The lines to reproduce run from the one containing "Query: white petal" through the final line of the entries; write them out exactly and add nothing.

↓

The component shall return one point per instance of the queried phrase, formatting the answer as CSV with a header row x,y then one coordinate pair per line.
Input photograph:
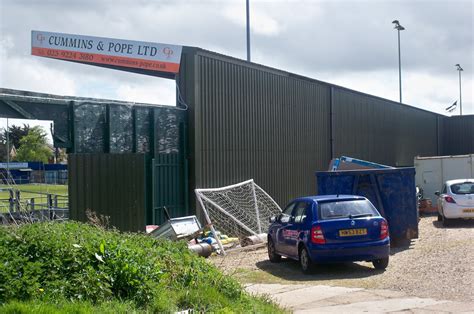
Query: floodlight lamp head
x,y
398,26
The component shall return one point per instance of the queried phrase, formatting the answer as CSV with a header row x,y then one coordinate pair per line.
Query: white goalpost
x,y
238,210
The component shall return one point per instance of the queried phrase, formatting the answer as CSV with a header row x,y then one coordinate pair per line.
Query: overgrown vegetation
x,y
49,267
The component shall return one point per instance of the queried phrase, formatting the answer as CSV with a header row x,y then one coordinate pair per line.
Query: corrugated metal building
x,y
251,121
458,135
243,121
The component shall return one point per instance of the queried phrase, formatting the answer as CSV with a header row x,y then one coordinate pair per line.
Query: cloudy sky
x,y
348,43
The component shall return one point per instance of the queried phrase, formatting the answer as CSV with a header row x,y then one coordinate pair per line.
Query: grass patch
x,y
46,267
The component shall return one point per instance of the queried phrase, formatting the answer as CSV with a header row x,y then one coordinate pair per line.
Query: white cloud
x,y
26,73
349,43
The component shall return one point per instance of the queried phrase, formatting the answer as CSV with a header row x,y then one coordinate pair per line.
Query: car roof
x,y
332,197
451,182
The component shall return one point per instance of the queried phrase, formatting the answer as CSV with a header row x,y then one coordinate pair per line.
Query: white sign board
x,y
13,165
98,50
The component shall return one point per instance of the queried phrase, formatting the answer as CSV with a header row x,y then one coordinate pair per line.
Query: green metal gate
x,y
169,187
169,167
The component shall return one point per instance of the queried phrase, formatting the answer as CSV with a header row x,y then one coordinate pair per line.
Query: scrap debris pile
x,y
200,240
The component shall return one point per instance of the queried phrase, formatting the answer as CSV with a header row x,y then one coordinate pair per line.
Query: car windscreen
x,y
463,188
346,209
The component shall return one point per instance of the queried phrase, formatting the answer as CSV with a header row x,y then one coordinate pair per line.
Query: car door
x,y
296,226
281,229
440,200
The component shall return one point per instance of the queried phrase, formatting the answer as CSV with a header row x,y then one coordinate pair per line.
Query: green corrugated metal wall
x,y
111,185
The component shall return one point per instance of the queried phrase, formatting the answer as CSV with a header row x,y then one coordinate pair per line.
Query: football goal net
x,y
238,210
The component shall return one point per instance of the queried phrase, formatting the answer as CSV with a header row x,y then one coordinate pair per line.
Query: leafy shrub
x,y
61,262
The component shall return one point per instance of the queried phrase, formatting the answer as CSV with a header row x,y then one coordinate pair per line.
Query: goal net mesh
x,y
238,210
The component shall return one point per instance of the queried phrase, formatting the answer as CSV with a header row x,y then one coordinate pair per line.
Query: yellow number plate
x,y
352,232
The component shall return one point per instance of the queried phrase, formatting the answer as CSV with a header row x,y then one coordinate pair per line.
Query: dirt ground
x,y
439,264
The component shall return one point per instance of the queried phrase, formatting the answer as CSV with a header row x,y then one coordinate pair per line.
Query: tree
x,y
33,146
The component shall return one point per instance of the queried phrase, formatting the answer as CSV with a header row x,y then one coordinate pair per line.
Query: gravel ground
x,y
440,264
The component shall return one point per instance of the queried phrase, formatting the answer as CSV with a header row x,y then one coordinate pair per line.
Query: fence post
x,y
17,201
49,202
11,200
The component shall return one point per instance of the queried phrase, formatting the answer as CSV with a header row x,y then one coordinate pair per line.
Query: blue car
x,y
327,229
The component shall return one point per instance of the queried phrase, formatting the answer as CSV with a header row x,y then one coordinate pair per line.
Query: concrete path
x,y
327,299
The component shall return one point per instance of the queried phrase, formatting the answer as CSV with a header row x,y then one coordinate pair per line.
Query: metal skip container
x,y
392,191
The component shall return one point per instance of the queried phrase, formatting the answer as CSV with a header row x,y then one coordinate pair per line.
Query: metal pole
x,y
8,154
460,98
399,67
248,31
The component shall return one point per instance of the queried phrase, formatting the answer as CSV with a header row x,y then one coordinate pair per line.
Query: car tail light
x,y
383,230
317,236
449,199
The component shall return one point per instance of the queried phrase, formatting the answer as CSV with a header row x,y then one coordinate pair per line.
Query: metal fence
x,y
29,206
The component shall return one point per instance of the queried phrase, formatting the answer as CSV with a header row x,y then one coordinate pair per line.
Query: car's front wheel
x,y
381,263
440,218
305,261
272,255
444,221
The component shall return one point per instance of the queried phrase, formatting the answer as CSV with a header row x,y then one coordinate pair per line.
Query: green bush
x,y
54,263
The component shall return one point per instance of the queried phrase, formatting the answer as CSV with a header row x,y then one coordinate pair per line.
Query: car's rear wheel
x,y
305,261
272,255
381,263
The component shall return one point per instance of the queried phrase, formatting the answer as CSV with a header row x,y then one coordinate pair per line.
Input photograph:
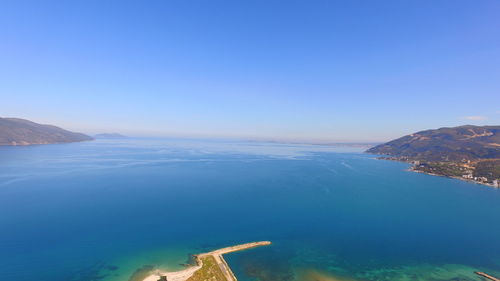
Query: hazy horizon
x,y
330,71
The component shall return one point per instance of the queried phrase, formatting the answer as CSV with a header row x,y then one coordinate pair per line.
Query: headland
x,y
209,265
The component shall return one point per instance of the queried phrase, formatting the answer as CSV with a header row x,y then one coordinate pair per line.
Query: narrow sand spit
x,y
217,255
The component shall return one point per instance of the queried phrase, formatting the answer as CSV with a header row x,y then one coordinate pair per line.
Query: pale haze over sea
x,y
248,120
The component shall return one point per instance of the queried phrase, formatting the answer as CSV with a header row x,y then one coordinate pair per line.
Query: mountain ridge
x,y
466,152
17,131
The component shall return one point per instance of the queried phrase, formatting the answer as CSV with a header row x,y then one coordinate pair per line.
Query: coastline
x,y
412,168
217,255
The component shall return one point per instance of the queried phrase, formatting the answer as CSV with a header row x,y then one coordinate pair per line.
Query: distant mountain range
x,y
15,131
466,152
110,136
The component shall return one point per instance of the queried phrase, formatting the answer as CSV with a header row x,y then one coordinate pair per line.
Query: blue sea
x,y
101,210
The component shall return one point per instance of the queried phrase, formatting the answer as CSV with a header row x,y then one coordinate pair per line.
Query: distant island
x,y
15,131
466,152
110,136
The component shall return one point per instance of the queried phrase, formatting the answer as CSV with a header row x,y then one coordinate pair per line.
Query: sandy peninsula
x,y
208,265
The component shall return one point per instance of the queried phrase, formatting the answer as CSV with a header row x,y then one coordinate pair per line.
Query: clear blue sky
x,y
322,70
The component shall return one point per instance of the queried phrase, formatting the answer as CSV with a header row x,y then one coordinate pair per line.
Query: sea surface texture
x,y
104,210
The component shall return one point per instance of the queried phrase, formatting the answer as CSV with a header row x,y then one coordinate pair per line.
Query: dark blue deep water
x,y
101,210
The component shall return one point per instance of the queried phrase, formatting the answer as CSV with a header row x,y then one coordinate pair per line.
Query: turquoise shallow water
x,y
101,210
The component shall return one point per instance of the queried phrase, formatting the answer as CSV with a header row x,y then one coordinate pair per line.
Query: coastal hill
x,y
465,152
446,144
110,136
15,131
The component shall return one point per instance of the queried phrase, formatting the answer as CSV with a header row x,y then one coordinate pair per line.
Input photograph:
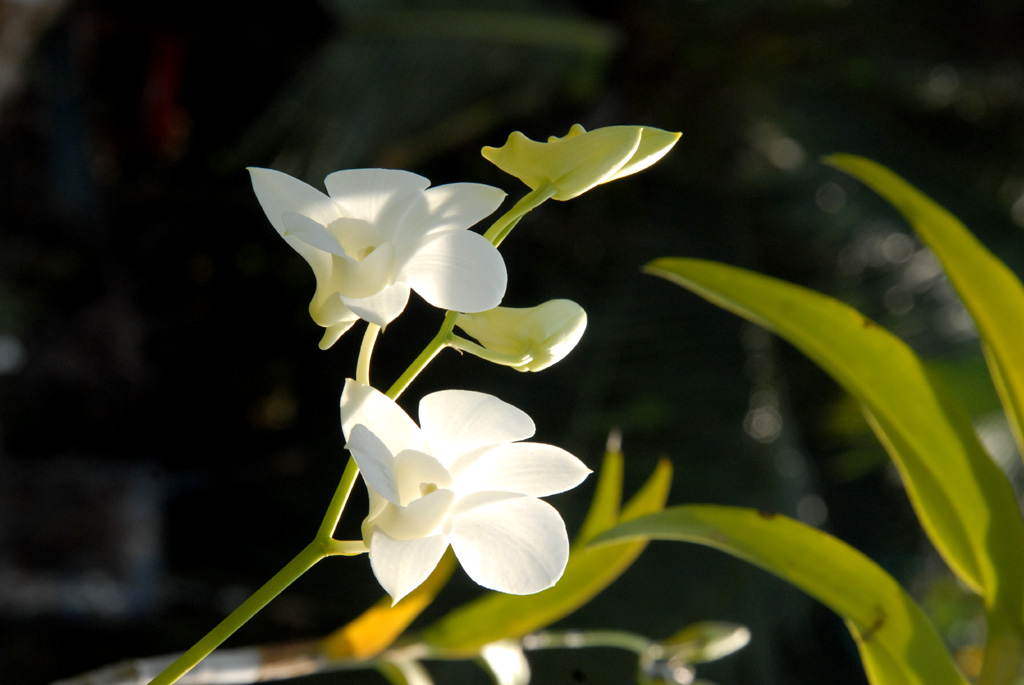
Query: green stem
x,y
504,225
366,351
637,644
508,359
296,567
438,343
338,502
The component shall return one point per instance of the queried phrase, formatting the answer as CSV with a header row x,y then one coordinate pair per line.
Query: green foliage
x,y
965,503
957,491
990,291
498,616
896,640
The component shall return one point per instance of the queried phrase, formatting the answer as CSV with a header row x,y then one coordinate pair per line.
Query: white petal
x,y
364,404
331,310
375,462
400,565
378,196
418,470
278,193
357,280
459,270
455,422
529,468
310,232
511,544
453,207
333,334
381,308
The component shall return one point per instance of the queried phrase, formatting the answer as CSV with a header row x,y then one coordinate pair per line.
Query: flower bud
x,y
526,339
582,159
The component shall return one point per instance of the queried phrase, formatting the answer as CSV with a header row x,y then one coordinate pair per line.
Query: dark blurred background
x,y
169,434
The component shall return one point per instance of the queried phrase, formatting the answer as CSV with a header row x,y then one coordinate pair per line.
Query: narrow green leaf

↑

(Output of the exercise)
Query: white petal
x,y
364,404
331,310
375,462
400,565
378,196
418,470
278,193
357,280
459,270
455,422
529,468
310,232
511,544
453,207
333,334
381,308
The component shall return one point per instance of the queried phrase, formatting the answer as CSV with a header row x,y then one coordinate pair per line.
Query: flower bud
x,y
526,339
582,159
The component shall return one point per instance of the queried phrase, formatting the answer as CSV with a header row x,y then one coordinate pair per line.
Query: dark blurred background
x,y
169,434
The component shall return one point per instance of the queried phrase, formatting the answer as CSV with a header row x,y then one coordinate pair per line.
Query: narrow green leaf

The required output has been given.